» Arbeitsauftrag 1: Ermitteln Sie, wie viele Zeilen in den Zeilen weiter unten die Zeichenfolge „purple“ enthalten. Geben Sie ausschließlich die Zahl an.
══ Textauszug
Über das Verschwinden der Glühwürmchen bei Agamben und Pasolini

Wo Pasolini 1975 mit seinem Aufsatz vom Verschwinden der Glühwürmchen aufhörte, knüpft Girgio Agamben an.

 

Pasolini über das Verschwinden der Glühwürmchen

 

Pier Paolo Pasolini erwähnt die Glühwürmchen zum ersten Mal in einem Brief an Franco Farolfi am 31. Januar 1941. Mit einigen Freunden war Pasolini in einer mondlosen Nacht auf einen Hügel gestiegen und hatte eine Unmenge von Glühwürmchen entdeckt. Er schrieb: „sie bildeten Feuerwälder in den Sträuchern und wir beneideten sie, weil sie sich liebten, weil sie einander mit Licht und Liebesflügen suchten.“ In einer Zeit, in der in Italien Krieg und Faschismus herrschten, beschreibt er diesen Moment des Lachens, des Begehrens, der Freude und der Freundschaft als einen Moment der Unschuld.

 

Fast auf den Tag genau 34 Jahre später veröffentlicht Pasolini seine Totenklage über das Verschwinden der Glühwürmchen. "Ich gäbe, auch wenn er ein Multi ist, den ganzen Montedison-Konzern für ein Glühwürmchen." Er nennt den kulturellen Niedergang Italiens durch die Industrialisierung und die Konsumgesellschaft einen Völkermord. Er sah darin einen tiefer gehenden Faschismus als den historischen Faschismus unter Mussolini. Der wahre Faschismus war für ihn der Faschismus, der die Werte, die Seelen, die Sprache, die Gesten und die Körper der Menschen attackierte und dem man keinen Widerstand mehr leisten konnte, weil er in das Bewußtsein eingedrungen war. Mit dem Verschwinden der Glühwürmchen ist mehr als eine ökologische Katastrophe gemeint. Es ist für Pasolini ein poetisches und zu gleich apokalyptisches Bild für das Verschwinden des Menschlichen.

 

Giorgio Agamben über das Verschwinden der Erfahrung

 

Wo Pasolini 1975 mit seinem Aufsatz vom Verschwinden der Glühwürmchen aufhörte, knüpft Girgio Agamben an: mit einer Beschreibung der Gegenwart als latente Apokalypse. Die Kindheit nennt er eine Ur-erfahrung, die jedoch in unserem armseligen heute zerstört würde, ausgelöscht wie ein Glühwürmchen ( Kindheit und Geschichte, 2004).  So wie Pasolini behauptet, dass es keine Menschen mehr gibt, behauptet Agamben, dass keine Erfahrung mehr gibt.
════
» Arbeitsauftrag 2: Prüfen Sie anhand des Textauszugs oben, ob die folgenden Aussagen zutreffen: (a) Pasolini erwähnt die Glühwürmchen zum ersten Mal in einem Brief an Franco Farolfi. (b) Pasolini hielt den historischen Faschismus unter Mussolini für tiefer gehend als den Faschismus der Konsumgesellschaft. (c) Agamben nennt die Kindheit eine Ur-erfahrung. Antworten Sie jeweils mit Ja oder Nein und zitieren Sie die entscheidenden Worte des Textauszugs wörtlich.
══ Bereitgestelltes Material
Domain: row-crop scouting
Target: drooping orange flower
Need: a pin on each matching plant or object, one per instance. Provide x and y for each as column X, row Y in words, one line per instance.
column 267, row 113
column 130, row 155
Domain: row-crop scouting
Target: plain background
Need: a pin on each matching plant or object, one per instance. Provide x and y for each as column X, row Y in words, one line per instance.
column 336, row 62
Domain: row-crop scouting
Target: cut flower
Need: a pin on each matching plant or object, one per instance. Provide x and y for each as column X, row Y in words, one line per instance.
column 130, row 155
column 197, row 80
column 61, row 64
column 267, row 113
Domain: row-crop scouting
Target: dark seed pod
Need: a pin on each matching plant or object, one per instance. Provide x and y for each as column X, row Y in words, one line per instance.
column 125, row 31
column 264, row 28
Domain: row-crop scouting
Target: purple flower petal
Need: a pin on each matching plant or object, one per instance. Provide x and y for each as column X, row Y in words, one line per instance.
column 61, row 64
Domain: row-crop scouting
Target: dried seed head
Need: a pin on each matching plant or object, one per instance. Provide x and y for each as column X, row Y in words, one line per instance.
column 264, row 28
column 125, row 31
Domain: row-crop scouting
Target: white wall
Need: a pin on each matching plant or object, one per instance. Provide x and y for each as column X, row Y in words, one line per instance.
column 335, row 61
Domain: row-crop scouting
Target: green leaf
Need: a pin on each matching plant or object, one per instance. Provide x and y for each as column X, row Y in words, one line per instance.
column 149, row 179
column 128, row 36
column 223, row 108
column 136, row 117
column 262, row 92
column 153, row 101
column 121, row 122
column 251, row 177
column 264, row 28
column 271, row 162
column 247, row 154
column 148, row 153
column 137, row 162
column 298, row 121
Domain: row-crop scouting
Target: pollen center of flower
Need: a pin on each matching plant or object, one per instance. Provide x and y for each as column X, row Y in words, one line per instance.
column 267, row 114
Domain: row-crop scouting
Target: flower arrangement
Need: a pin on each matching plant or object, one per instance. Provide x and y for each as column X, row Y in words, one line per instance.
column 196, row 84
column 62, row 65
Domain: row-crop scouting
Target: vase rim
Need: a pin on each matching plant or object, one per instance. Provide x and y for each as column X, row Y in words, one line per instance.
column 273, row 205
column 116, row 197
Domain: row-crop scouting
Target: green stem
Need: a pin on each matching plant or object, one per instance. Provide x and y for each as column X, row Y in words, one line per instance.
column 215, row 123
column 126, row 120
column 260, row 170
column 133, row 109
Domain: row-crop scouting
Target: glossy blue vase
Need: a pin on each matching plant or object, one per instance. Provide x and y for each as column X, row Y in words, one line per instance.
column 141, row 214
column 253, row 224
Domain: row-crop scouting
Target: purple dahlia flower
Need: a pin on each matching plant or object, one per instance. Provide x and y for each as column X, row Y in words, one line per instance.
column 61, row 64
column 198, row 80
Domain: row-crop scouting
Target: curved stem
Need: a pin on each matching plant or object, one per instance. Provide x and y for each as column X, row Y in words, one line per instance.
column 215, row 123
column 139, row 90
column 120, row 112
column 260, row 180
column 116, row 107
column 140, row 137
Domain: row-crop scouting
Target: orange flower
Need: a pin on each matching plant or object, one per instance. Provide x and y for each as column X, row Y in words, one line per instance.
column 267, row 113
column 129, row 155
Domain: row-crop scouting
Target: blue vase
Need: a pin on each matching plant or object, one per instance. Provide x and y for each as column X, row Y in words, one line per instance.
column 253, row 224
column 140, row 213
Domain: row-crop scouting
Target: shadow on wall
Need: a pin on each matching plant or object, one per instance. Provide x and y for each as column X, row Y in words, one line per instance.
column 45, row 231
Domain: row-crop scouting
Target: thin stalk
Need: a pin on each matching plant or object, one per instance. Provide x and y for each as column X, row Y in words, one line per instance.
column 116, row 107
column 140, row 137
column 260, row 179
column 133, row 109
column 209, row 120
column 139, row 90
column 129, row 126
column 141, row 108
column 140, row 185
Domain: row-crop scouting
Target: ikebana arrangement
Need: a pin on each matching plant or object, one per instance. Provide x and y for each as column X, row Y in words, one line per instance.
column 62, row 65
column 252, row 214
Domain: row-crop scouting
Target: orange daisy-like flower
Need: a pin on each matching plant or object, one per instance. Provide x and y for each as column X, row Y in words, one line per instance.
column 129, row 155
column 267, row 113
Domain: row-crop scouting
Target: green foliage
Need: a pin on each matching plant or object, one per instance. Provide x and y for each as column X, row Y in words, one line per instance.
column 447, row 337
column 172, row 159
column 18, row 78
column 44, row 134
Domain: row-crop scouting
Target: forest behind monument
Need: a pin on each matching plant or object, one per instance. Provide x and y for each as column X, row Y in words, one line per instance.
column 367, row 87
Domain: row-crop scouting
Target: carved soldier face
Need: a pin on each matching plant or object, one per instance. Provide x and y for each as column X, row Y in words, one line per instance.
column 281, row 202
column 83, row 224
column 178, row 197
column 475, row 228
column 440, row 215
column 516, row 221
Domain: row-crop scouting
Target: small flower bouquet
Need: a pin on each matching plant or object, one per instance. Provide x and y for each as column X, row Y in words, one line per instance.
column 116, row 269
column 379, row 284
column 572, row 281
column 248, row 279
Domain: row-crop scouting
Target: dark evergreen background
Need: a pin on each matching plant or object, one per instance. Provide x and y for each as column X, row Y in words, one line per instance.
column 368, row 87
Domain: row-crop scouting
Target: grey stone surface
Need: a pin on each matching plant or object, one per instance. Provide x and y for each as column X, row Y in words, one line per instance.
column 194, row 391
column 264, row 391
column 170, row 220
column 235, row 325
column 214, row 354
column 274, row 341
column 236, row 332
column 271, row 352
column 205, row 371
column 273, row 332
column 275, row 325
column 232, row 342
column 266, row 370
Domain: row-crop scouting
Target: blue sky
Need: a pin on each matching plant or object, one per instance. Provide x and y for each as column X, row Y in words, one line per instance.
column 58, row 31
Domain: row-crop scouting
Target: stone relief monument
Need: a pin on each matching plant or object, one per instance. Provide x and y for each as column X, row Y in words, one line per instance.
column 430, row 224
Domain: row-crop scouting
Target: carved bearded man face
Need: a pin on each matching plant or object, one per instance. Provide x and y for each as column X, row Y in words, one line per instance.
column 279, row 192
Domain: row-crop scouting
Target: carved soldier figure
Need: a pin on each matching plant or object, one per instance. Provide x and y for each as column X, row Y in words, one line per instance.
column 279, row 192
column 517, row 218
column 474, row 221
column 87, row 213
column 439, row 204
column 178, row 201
════
══ Bereitgestelltes Material
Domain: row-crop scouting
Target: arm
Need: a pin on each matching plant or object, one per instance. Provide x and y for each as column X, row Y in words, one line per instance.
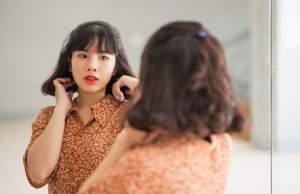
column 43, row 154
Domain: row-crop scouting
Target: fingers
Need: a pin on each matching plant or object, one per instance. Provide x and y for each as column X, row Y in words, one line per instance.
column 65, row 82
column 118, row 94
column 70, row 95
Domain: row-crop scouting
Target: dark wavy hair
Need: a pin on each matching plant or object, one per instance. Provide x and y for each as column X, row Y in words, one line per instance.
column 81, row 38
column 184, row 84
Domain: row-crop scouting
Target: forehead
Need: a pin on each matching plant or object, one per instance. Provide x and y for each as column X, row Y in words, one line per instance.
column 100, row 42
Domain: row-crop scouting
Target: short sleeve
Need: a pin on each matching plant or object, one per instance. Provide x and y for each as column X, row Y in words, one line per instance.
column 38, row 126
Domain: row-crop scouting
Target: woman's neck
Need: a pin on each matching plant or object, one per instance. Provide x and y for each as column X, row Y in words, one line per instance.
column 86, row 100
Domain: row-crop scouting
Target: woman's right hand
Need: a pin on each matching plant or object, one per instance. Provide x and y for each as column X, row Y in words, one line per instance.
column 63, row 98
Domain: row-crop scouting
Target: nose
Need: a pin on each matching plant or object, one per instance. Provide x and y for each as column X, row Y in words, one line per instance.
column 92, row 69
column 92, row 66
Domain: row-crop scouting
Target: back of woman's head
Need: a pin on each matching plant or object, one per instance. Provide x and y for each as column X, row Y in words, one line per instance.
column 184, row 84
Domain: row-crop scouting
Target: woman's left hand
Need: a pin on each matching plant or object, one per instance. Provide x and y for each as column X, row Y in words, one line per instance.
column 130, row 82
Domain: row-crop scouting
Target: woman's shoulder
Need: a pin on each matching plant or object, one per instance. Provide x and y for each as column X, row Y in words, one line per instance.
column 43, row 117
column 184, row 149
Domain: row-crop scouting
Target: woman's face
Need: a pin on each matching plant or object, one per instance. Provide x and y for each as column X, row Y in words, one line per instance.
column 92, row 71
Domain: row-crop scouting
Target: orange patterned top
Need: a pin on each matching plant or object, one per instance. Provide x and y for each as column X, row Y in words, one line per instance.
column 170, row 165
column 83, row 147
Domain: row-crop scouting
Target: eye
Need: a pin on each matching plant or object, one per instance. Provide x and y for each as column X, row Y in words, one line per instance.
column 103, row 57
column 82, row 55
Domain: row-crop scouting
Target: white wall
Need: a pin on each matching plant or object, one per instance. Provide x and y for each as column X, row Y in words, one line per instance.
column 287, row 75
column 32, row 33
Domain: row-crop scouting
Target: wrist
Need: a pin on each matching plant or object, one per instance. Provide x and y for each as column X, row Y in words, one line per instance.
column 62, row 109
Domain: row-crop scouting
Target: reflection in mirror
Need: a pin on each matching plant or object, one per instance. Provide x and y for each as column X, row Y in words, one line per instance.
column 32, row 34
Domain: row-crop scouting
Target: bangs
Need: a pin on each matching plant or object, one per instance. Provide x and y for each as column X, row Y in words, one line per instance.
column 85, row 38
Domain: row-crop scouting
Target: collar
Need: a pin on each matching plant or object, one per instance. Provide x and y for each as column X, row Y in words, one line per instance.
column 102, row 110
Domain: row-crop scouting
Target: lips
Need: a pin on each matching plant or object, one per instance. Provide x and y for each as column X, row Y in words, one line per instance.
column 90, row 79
════
» Korrekte Lösung 1: 2

» Korrekte Lösung 2:
(a) Ja: „Pier Paolo Pasolini erwähnt die Glühwürmchen zum ersten Mal in einem Brief an Franco Farolfi am 31. Januar 1941.“
(b) Nein: „Er sah darin einen tiefer gehenden Faschismus als den historischen Faschismus unter Mussolini.“
(c) Ja: „Die Kindheit nennt er eine Ur-erfahrung“